What you have to do: Could you rewrite the stretch of items from the line containing "For the benchmark, spot each instance of the dinosaur toy head" through the line containing "For the benchmark, spot each instance of the orange wooden", replacing every "dinosaur" with "dino" and leaving everything else unchanged?

Exercise inputs:
::::::::

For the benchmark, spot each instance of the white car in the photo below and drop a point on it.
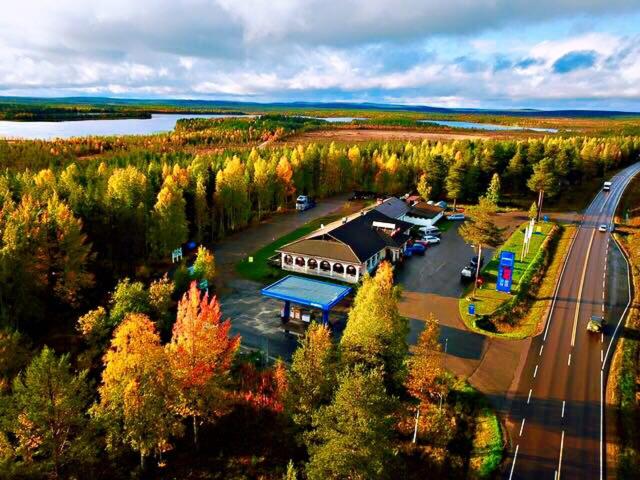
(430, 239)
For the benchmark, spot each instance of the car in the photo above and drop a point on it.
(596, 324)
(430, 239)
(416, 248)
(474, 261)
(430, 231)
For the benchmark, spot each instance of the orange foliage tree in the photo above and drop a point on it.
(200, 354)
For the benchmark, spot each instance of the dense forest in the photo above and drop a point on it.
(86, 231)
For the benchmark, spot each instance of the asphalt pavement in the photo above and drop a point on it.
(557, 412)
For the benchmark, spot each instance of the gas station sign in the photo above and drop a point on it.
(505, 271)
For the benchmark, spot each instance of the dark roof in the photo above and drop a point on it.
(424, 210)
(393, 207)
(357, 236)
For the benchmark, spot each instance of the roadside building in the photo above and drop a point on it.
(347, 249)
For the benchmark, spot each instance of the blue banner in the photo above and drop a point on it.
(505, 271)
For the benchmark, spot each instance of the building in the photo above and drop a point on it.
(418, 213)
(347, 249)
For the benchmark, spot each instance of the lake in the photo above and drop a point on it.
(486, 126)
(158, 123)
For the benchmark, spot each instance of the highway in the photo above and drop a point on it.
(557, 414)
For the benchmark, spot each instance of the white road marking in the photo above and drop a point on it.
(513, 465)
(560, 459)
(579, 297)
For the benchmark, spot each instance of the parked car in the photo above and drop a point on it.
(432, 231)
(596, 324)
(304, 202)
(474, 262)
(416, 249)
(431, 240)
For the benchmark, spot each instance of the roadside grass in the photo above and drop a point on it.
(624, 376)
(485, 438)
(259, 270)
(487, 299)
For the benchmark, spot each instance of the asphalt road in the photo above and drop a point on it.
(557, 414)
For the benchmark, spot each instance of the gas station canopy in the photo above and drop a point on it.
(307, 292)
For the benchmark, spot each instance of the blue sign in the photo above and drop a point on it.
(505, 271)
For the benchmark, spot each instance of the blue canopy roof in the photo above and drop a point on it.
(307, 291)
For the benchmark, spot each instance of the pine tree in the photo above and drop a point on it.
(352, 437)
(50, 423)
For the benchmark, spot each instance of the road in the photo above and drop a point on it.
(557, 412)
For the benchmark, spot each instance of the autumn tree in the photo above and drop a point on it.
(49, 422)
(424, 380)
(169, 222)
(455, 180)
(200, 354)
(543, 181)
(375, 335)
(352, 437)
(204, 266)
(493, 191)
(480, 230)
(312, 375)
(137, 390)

::::::::

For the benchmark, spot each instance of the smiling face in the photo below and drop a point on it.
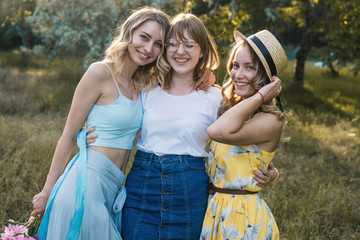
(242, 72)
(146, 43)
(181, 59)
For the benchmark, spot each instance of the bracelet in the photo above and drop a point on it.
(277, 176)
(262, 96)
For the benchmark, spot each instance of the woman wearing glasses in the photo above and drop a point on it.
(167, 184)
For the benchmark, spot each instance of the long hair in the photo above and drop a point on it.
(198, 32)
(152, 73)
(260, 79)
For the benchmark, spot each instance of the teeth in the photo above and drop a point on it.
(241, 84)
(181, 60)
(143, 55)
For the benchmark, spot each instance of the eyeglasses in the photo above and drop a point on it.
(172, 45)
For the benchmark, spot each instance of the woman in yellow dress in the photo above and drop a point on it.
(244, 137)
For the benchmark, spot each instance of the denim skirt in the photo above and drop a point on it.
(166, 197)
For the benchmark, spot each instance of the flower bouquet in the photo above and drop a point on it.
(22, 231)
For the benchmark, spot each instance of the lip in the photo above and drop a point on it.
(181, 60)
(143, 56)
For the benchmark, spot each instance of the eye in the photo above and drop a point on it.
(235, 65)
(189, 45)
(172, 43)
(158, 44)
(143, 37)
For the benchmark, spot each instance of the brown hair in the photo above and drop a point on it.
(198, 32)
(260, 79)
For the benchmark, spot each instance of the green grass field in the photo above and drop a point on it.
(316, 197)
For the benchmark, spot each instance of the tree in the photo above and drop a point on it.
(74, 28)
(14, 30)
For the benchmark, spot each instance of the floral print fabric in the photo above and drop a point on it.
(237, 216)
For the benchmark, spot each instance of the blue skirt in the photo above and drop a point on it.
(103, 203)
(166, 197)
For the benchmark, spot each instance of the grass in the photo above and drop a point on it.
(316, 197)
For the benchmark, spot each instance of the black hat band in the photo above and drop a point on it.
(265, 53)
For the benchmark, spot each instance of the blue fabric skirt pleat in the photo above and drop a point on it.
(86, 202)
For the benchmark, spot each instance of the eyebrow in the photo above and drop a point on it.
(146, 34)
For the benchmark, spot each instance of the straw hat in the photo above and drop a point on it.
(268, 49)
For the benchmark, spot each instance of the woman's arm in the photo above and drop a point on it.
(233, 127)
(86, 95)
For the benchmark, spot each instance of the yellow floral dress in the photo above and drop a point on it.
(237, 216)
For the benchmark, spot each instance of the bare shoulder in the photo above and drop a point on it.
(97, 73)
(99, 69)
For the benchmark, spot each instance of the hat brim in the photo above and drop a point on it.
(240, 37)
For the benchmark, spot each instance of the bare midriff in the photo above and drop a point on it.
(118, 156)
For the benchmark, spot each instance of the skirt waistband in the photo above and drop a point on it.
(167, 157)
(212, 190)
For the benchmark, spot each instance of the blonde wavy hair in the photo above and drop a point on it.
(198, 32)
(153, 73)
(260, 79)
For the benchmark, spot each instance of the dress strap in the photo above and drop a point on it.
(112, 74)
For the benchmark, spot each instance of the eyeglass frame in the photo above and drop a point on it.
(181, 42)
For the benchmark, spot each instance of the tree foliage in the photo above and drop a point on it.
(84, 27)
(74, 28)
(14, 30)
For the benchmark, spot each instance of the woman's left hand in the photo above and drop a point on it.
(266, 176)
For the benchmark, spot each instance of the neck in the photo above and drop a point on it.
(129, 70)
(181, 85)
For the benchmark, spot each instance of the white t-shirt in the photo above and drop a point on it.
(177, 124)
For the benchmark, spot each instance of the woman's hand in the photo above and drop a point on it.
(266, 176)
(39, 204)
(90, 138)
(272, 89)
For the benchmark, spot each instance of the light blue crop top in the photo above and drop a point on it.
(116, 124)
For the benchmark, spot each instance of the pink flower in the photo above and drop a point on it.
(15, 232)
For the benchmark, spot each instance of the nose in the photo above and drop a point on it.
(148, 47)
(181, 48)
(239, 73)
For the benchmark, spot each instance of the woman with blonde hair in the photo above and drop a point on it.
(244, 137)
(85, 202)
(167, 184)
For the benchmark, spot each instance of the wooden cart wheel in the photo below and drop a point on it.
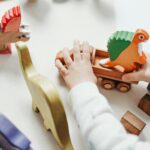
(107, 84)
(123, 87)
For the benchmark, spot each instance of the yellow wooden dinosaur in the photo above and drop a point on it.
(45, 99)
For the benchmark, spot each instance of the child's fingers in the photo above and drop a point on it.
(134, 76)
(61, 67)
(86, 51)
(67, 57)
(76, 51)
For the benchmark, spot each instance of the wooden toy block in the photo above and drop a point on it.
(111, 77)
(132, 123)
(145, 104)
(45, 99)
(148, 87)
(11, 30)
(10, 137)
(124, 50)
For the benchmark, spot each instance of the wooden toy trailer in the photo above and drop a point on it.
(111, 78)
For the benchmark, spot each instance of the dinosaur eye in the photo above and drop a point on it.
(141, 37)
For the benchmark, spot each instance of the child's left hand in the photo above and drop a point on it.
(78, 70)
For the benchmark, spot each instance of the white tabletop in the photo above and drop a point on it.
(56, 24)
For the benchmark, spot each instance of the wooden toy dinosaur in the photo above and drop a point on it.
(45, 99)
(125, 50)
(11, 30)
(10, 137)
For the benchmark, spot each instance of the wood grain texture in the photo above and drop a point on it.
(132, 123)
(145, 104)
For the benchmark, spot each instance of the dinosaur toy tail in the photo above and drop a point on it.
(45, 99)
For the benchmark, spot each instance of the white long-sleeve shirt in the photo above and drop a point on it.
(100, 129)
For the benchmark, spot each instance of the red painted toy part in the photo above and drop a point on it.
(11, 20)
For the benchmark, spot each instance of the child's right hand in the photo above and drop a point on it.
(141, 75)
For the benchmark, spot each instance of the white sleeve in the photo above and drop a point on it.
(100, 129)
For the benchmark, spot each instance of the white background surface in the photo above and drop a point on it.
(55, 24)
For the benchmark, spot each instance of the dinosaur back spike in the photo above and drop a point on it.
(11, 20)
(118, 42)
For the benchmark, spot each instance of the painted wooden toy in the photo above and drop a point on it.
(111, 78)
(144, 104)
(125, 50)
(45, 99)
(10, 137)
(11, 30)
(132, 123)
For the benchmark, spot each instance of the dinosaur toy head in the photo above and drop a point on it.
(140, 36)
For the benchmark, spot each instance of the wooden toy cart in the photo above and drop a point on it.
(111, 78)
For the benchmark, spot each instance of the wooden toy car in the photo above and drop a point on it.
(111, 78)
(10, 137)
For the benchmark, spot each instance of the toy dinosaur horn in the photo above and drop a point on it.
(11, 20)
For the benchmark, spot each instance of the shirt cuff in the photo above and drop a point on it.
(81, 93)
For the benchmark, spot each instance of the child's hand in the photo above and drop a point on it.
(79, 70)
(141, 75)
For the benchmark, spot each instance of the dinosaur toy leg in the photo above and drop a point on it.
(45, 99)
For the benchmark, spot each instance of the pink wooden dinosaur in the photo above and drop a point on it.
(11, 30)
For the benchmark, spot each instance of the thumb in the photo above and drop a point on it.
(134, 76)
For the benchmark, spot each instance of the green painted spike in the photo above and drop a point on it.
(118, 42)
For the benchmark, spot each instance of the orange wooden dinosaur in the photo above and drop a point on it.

::::::::

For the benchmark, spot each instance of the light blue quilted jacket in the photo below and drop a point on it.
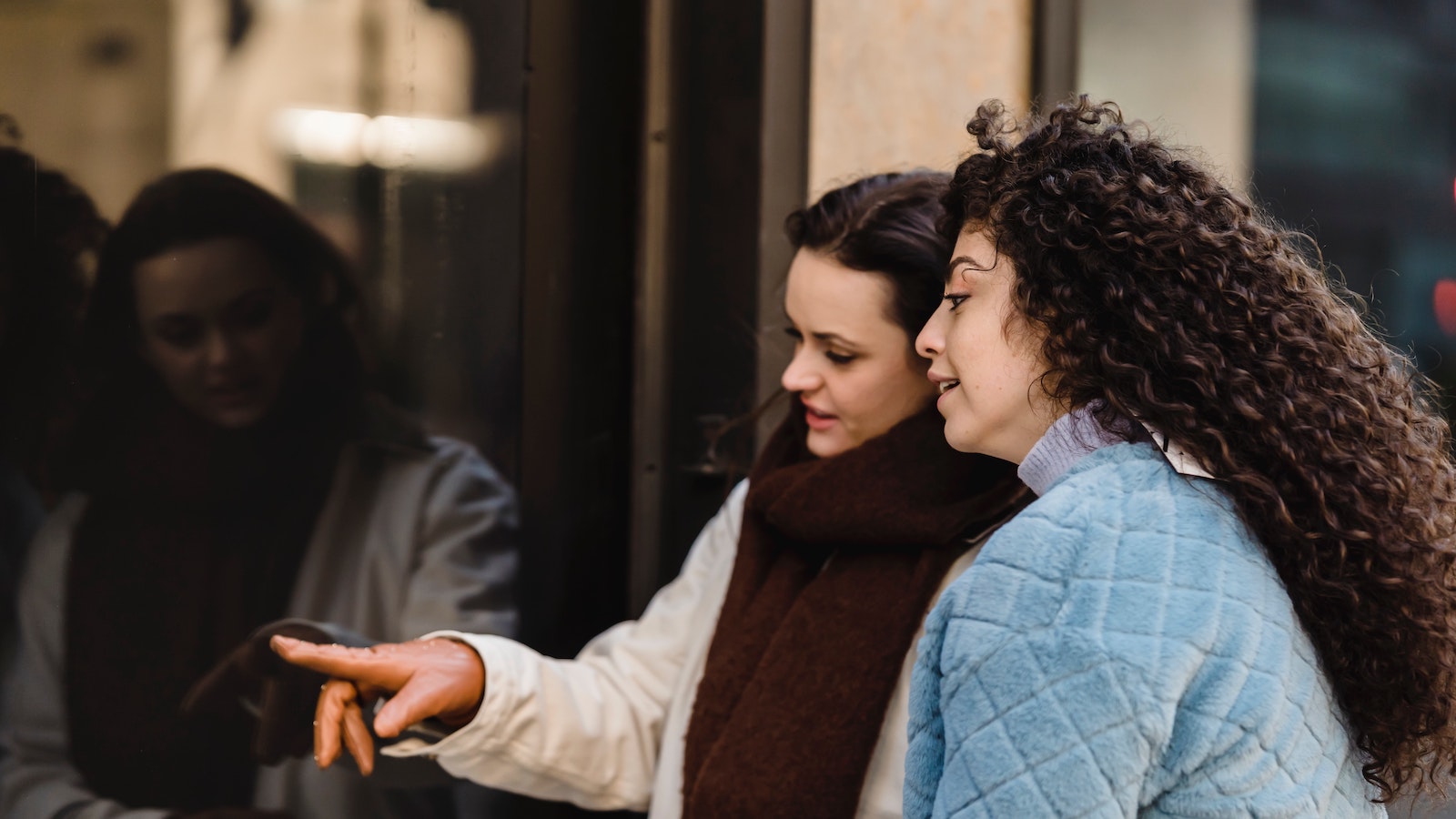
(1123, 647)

::::::::

Task output:
For the benchmark, spot each instance of the dino toy head in the photo above and drop a point on it.
(140, 36)
For the benchmark, spot each instance of the wooden toy cart in the photo above and drop a point on it.
(111, 78)
For the benchmark, spot each instance of the wooden toy car in the photo above and drop a point on it.
(111, 78)
(10, 137)
For the benchmark, spot each instance of the toy dino horn in the photo above and drop a point on it.
(11, 20)
For the benchmark, spot each instance of the shirt cuff in the photo above and drop a point on it.
(81, 93)
For the benchmark, spot each instance of the child's hand in the photo above and drop a point on it.
(79, 70)
(141, 75)
For the benchmark, spot each instance of the dino toy leg in the photo above and drop a point on it.
(45, 99)
For the benchmark, spot each instance of the pink wooden dino in the photo above and drop a point on it.
(11, 30)
For the benchmark, spot each instance of the thumb in the photo above and drop a point on it.
(134, 76)
For the benchmark, spot each instance of the green painted spike in the photo above and drop a point on it.
(118, 42)
For the benchmark, spot each instance of the orange wooden dino in the photo above and drop a point on it.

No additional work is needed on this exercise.